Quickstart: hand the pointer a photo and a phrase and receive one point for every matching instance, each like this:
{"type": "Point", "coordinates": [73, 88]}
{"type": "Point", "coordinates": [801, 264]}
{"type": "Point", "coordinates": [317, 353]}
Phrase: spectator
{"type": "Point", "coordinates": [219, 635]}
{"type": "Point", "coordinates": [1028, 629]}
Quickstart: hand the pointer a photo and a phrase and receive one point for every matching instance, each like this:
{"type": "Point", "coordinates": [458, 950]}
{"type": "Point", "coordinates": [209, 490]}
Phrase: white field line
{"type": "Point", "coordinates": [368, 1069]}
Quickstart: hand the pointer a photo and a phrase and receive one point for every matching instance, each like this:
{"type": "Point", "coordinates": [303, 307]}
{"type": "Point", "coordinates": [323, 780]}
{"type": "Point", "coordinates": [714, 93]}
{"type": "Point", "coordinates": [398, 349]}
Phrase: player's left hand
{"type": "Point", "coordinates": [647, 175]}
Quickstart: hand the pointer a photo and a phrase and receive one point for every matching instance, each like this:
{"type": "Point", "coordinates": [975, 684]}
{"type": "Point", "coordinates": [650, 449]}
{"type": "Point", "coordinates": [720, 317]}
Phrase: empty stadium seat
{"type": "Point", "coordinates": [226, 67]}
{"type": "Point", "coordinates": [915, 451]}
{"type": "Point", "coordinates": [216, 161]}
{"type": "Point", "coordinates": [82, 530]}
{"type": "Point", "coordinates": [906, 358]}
═══
## Exercise directions
Quote every line of the records above word for word, keeping their original order.

## Written solution
Quickstart: hand the pointer a photo and a phrase and receive one point for every matching instance, each like this:
{"type": "Point", "coordinates": [73, 88]}
{"type": "Point", "coordinates": [801, 264]}
{"type": "Point", "coordinates": [317, 353]}
Phrase: spectator
{"type": "Point", "coordinates": [219, 635]}
{"type": "Point", "coordinates": [1028, 629]}
Quickstart: hand the pointer a photo and a phrase and receive one point for every matching instance, each like this:
{"type": "Point", "coordinates": [458, 950]}
{"type": "Point", "coordinates": [209, 490]}
Phrase: white field line
{"type": "Point", "coordinates": [368, 1069]}
Quickstart: hand the pointer a photo and a phrase and receive one point for every matching instance, each like this:
{"type": "Point", "coordinates": [303, 307]}
{"type": "Point", "coordinates": [323, 780]}
{"type": "Point", "coordinates": [714, 93]}
{"type": "Point", "coordinates": [398, 349]}
Phrase: player's left hand
{"type": "Point", "coordinates": [647, 175]}
Quickstart: hand the pointer a photo and a phrase and receive one point for every matching instance, each like this:
{"type": "Point", "coordinates": [975, 684]}
{"type": "Point", "coordinates": [650, 449]}
{"type": "Point", "coordinates": [720, 317]}
Phrase: empty stadium seat
{"type": "Point", "coordinates": [226, 67]}
{"type": "Point", "coordinates": [915, 451]}
{"type": "Point", "coordinates": [216, 161]}
{"type": "Point", "coordinates": [82, 530]}
{"type": "Point", "coordinates": [906, 358]}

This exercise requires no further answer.